> _Provided material_
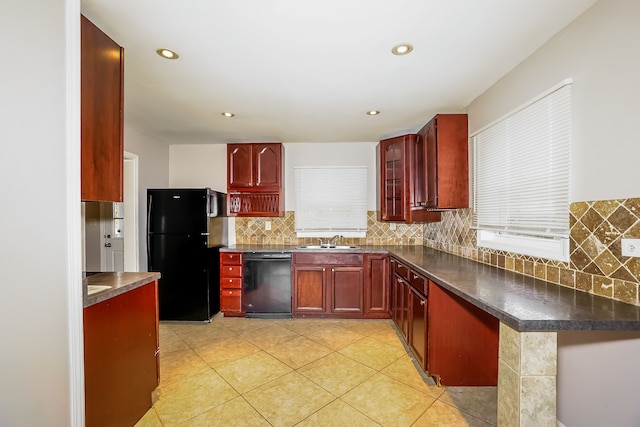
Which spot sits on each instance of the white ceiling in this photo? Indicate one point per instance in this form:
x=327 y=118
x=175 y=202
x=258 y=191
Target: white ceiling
x=308 y=70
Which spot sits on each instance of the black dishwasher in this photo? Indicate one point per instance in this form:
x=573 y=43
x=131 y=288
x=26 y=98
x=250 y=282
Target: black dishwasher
x=267 y=284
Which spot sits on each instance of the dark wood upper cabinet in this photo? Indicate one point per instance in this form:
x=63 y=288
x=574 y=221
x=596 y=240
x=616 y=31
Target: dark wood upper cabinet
x=102 y=101
x=254 y=179
x=445 y=140
x=401 y=191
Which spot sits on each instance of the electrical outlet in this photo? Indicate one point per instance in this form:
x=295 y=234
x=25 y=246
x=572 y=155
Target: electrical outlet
x=631 y=247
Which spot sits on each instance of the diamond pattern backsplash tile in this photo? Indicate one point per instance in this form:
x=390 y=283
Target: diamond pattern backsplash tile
x=596 y=263
x=252 y=231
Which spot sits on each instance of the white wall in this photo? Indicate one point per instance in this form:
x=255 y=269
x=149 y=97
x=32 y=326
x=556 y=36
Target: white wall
x=198 y=166
x=206 y=165
x=153 y=172
x=41 y=303
x=600 y=51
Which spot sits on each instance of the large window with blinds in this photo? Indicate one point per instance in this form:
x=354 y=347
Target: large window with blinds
x=331 y=200
x=521 y=178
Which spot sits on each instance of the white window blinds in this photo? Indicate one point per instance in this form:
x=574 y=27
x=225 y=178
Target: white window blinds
x=331 y=200
x=521 y=168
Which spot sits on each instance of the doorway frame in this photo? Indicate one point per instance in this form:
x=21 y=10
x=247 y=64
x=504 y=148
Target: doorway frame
x=131 y=214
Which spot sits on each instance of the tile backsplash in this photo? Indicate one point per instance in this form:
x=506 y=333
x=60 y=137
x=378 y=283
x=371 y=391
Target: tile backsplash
x=252 y=231
x=596 y=263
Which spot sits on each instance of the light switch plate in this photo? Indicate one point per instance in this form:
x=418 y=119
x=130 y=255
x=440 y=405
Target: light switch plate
x=631 y=247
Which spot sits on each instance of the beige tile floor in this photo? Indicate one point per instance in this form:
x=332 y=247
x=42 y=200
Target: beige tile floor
x=302 y=372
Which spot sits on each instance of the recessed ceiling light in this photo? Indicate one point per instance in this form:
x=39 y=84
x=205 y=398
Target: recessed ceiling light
x=167 y=53
x=402 y=49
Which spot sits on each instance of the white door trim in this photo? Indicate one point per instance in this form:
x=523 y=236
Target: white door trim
x=131 y=223
x=74 y=208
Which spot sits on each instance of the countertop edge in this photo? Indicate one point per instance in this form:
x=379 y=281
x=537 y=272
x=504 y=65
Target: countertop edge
x=120 y=283
x=549 y=306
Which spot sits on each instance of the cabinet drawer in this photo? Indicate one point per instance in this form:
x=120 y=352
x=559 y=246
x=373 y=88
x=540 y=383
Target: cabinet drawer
x=418 y=282
x=228 y=258
x=319 y=258
x=401 y=269
x=230 y=271
x=231 y=283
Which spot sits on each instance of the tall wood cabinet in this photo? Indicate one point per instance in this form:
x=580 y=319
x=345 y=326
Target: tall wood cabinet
x=446 y=140
x=254 y=179
x=102 y=109
x=401 y=192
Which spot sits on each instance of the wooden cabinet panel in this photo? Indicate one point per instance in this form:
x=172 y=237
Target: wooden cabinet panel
x=254 y=179
x=102 y=112
x=346 y=291
x=121 y=357
x=376 y=286
x=231 y=284
x=309 y=292
x=240 y=166
x=418 y=326
x=328 y=284
x=462 y=341
x=446 y=141
x=401 y=181
x=268 y=169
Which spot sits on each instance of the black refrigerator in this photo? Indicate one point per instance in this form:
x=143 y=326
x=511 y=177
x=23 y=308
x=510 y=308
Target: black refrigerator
x=185 y=229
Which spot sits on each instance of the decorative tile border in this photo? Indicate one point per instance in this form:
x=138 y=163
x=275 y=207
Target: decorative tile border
x=252 y=231
x=596 y=262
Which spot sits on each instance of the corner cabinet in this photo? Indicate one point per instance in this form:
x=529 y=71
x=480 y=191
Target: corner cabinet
x=254 y=179
x=231 y=284
x=446 y=139
x=101 y=101
x=401 y=190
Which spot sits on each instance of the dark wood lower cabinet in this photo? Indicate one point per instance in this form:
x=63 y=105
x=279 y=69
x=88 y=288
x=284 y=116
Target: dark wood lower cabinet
x=453 y=341
x=121 y=357
x=463 y=341
x=376 y=286
x=418 y=326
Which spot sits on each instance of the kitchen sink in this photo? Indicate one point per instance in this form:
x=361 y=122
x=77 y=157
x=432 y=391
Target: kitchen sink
x=327 y=247
x=94 y=289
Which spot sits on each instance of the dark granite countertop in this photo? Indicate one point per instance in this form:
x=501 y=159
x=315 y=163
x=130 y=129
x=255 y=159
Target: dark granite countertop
x=114 y=283
x=522 y=302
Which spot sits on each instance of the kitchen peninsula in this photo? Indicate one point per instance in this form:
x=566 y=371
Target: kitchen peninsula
x=530 y=312
x=120 y=346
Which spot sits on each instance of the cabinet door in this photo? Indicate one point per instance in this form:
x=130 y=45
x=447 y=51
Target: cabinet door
x=120 y=357
x=400 y=305
x=376 y=286
x=418 y=326
x=239 y=166
x=346 y=289
x=309 y=290
x=392 y=185
x=268 y=165
x=101 y=103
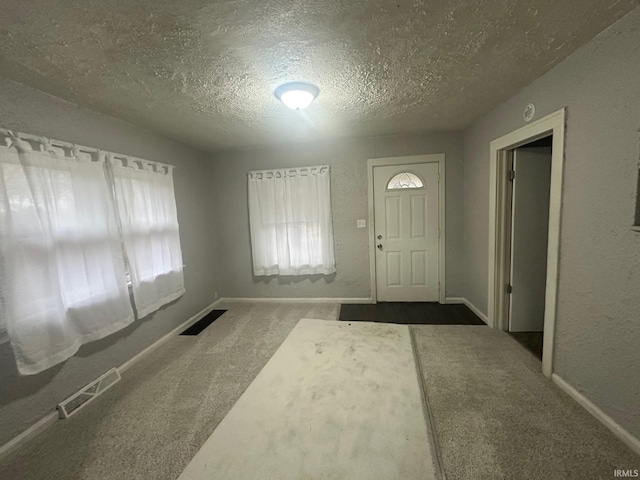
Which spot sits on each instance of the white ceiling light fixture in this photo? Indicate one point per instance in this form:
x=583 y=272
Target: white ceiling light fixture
x=297 y=95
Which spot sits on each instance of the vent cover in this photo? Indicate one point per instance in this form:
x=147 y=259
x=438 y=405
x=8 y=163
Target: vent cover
x=78 y=400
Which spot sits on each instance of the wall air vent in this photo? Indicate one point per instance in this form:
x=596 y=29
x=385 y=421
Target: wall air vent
x=78 y=400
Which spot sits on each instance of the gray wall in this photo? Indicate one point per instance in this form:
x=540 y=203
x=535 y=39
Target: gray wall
x=24 y=400
x=597 y=332
x=348 y=160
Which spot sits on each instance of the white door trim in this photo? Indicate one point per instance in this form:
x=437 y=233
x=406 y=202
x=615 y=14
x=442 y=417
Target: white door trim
x=380 y=162
x=498 y=224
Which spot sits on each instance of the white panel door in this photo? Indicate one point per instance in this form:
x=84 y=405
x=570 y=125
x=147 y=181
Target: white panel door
x=529 y=238
x=406 y=230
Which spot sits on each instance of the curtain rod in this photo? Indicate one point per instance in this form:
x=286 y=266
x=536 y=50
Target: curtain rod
x=42 y=140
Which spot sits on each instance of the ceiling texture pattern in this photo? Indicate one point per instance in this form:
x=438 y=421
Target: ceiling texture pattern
x=204 y=72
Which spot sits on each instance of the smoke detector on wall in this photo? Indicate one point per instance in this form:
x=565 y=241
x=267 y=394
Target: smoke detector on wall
x=297 y=95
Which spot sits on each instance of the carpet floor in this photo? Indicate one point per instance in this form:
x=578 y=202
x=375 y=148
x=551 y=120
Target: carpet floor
x=497 y=417
x=338 y=400
x=153 y=422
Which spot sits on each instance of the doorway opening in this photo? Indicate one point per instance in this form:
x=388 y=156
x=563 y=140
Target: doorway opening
x=529 y=188
x=502 y=293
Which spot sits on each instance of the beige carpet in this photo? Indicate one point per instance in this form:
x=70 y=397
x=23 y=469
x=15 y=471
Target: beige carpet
x=497 y=417
x=152 y=423
x=338 y=400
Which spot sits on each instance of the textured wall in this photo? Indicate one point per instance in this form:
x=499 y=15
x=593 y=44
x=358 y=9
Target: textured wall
x=348 y=160
x=598 y=334
x=24 y=400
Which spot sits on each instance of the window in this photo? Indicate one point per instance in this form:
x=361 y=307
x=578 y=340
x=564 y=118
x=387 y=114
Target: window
x=405 y=180
x=63 y=274
x=291 y=222
x=147 y=212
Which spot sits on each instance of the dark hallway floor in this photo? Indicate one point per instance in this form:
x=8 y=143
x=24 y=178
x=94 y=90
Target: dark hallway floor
x=410 y=313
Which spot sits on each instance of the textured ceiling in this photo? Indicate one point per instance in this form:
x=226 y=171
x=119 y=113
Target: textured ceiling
x=203 y=72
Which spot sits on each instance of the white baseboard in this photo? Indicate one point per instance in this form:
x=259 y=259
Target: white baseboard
x=472 y=307
x=52 y=417
x=296 y=300
x=605 y=419
x=136 y=358
x=454 y=300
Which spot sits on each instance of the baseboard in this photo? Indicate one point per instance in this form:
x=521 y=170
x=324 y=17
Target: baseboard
x=136 y=358
x=631 y=441
x=454 y=300
x=297 y=300
x=472 y=307
x=477 y=311
x=42 y=424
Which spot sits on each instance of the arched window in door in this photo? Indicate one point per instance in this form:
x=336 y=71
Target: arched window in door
x=405 y=180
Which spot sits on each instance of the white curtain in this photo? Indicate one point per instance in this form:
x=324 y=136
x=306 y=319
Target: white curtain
x=290 y=220
x=146 y=203
x=62 y=273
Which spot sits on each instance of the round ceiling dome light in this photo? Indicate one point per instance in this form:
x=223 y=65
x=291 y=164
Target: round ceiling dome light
x=297 y=95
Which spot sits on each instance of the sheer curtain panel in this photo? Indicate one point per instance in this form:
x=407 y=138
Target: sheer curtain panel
x=62 y=273
x=147 y=208
x=290 y=220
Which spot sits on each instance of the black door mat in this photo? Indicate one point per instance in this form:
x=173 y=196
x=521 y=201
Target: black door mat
x=410 y=313
x=203 y=323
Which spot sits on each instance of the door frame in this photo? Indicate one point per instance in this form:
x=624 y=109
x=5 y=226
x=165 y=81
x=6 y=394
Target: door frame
x=389 y=161
x=499 y=225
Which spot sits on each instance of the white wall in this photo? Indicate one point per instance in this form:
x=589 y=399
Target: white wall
x=26 y=399
x=348 y=160
x=598 y=331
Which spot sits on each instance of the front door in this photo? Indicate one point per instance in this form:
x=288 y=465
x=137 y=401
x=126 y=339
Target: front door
x=406 y=229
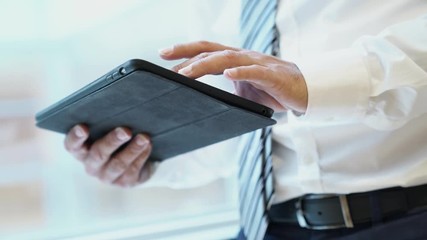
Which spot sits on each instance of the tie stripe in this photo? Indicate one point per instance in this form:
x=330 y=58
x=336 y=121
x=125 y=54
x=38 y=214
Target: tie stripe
x=256 y=173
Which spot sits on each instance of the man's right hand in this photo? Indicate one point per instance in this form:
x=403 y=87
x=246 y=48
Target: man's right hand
x=127 y=167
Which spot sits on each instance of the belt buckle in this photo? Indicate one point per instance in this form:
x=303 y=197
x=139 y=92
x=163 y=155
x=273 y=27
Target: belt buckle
x=302 y=221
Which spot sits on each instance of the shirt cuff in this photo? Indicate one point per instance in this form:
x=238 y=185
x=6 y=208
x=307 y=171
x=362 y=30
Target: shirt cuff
x=338 y=86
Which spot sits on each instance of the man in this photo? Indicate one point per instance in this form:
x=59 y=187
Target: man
x=352 y=91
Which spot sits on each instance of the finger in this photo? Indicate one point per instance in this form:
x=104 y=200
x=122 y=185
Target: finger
x=75 y=141
x=258 y=74
x=216 y=63
x=189 y=50
x=121 y=161
x=187 y=62
x=138 y=171
x=101 y=150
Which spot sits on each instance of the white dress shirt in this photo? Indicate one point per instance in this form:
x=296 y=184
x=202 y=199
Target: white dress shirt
x=365 y=64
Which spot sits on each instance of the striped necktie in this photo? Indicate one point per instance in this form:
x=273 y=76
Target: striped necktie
x=255 y=175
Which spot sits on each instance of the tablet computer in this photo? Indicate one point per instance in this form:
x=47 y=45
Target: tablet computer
x=178 y=113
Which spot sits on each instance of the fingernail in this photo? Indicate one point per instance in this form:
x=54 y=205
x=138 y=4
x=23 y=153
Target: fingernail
x=121 y=134
x=184 y=71
x=230 y=72
x=78 y=131
x=165 y=51
x=141 y=140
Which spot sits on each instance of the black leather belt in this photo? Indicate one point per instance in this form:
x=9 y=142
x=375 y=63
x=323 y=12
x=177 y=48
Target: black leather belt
x=331 y=211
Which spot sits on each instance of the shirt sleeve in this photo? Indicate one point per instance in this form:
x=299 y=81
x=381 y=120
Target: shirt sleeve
x=380 y=80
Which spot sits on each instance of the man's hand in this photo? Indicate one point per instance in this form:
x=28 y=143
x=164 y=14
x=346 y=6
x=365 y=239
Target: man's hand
x=125 y=168
x=261 y=78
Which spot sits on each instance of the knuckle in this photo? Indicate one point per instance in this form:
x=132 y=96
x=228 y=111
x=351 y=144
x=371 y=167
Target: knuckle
x=134 y=169
x=97 y=155
x=230 y=54
x=90 y=170
x=117 y=165
x=204 y=43
x=203 y=55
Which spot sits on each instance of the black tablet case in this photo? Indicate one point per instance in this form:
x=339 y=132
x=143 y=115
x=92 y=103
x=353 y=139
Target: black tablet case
x=178 y=113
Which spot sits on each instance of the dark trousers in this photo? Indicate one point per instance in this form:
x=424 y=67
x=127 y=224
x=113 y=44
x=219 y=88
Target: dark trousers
x=408 y=227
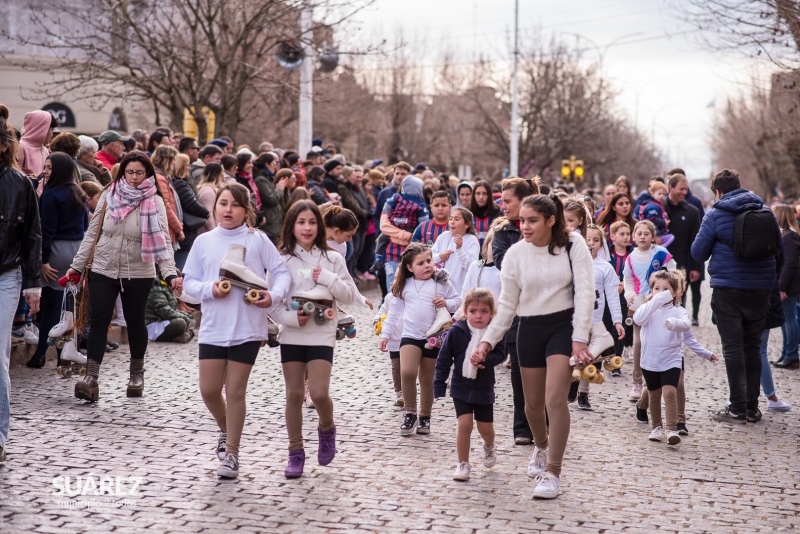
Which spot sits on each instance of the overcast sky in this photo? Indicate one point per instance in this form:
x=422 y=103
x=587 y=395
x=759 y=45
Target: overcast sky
x=646 y=50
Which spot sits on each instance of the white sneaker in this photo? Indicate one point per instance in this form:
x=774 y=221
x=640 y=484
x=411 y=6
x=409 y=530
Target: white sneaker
x=778 y=406
x=673 y=438
x=538 y=461
x=462 y=471
x=489 y=455
x=548 y=486
x=657 y=434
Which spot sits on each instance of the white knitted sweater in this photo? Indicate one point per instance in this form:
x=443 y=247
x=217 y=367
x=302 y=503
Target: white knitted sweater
x=535 y=282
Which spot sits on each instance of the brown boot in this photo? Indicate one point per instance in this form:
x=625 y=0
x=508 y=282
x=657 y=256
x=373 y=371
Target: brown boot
x=89 y=387
x=136 y=382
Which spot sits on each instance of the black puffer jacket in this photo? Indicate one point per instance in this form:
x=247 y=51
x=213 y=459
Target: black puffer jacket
x=20 y=229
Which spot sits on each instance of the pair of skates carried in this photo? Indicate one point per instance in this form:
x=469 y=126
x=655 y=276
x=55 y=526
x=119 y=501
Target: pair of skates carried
x=318 y=301
x=64 y=334
x=600 y=340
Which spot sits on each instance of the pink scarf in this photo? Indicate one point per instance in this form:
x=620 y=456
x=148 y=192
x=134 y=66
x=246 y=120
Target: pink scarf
x=123 y=198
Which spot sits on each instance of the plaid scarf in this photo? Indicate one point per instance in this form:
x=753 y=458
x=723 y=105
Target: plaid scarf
x=124 y=198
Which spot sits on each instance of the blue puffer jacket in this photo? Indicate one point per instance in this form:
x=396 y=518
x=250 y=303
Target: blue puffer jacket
x=718 y=227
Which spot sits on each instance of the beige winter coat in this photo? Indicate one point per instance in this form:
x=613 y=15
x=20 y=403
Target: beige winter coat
x=119 y=249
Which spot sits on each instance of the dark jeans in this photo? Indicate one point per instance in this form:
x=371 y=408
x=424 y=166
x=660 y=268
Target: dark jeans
x=103 y=296
x=521 y=427
x=741 y=315
x=49 y=316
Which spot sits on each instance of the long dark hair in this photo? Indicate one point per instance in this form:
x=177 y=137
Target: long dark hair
x=63 y=174
x=141 y=157
x=609 y=214
x=550 y=206
x=289 y=241
x=403 y=272
x=490 y=209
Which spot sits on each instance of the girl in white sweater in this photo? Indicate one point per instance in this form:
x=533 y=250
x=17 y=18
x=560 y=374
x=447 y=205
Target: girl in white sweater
x=318 y=274
x=458 y=247
x=420 y=289
x=548 y=281
x=232 y=332
x=663 y=323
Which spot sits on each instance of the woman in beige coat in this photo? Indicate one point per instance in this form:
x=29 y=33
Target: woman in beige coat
x=133 y=238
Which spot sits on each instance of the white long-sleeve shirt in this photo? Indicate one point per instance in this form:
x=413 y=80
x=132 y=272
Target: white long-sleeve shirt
x=334 y=276
x=394 y=340
x=229 y=321
x=606 y=283
x=663 y=327
x=459 y=261
x=536 y=282
x=417 y=298
x=487 y=277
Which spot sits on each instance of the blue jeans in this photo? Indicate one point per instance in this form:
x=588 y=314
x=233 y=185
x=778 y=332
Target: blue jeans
x=766 y=373
x=790 y=329
x=10 y=286
x=390 y=267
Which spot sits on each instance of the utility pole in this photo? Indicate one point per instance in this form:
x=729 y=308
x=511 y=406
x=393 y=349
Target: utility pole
x=513 y=166
x=305 y=127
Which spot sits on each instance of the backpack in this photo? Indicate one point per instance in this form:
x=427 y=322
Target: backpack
x=755 y=235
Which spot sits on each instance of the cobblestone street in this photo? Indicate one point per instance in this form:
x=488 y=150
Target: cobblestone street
x=721 y=478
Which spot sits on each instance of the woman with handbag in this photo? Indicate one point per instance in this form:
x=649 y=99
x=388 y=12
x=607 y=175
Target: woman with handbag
x=194 y=213
x=117 y=256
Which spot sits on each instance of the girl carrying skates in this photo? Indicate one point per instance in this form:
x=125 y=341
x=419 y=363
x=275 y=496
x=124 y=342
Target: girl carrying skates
x=320 y=277
x=420 y=288
x=232 y=331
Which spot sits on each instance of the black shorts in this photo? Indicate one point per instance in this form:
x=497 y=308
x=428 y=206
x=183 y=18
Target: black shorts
x=658 y=379
x=540 y=336
x=483 y=413
x=305 y=354
x=245 y=353
x=426 y=353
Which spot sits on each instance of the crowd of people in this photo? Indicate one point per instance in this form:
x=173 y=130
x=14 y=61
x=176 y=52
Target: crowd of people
x=545 y=278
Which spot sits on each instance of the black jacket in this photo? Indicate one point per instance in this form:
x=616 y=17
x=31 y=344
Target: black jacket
x=789 y=279
x=684 y=223
x=20 y=229
x=452 y=354
x=504 y=239
x=189 y=204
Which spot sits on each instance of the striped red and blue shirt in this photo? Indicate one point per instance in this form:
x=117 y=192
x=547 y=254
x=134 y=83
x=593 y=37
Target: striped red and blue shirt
x=428 y=231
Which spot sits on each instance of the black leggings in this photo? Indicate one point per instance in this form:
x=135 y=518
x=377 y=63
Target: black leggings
x=103 y=293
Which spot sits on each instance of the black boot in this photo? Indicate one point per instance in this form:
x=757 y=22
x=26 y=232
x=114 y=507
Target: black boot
x=136 y=382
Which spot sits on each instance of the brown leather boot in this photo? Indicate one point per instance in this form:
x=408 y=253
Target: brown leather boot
x=136 y=382
x=89 y=387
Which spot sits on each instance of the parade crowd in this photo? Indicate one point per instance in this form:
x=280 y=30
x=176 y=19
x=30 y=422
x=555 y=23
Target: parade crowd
x=556 y=282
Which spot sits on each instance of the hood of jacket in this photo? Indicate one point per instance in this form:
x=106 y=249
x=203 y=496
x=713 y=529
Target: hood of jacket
x=413 y=186
x=739 y=200
x=36 y=125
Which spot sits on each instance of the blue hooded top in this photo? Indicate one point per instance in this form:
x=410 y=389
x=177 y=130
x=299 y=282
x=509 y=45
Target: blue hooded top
x=718 y=228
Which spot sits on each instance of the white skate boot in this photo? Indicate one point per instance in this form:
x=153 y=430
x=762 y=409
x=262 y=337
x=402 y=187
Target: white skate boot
x=62 y=331
x=234 y=272
x=72 y=361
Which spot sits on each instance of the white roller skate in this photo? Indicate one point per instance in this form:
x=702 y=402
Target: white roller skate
x=234 y=272
x=72 y=361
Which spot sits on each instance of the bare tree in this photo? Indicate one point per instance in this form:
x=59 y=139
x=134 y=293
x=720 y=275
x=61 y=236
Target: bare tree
x=177 y=54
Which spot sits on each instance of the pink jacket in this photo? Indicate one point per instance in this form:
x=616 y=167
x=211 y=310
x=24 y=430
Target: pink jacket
x=32 y=153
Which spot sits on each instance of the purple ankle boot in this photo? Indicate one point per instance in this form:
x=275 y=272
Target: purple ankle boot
x=297 y=459
x=327 y=445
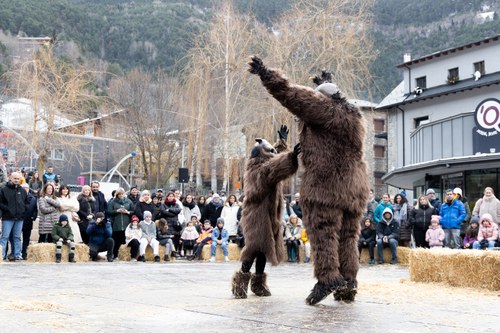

> _Exercise directions_
Reproduce the data verbatim, starting at the line that contains "Which spot sits on each instance of the woman with" and stopping after the line that contains "x=232 y=331".

> _Answer to this task_
Which spot sits on each instance of the woman with handbag in this photo? Indicate one point per instance in this form:
x=649 y=99
x=388 y=12
x=607 y=175
Target: woman with handbag
x=194 y=213
x=117 y=256
Which spot sits on each instance of the girl carrying skates in this photo? Indicate one point per instance in this form:
x=125 y=341
x=419 y=363
x=275 y=496
x=124 y=342
Target: girl carrying skates
x=320 y=277
x=420 y=288
x=232 y=331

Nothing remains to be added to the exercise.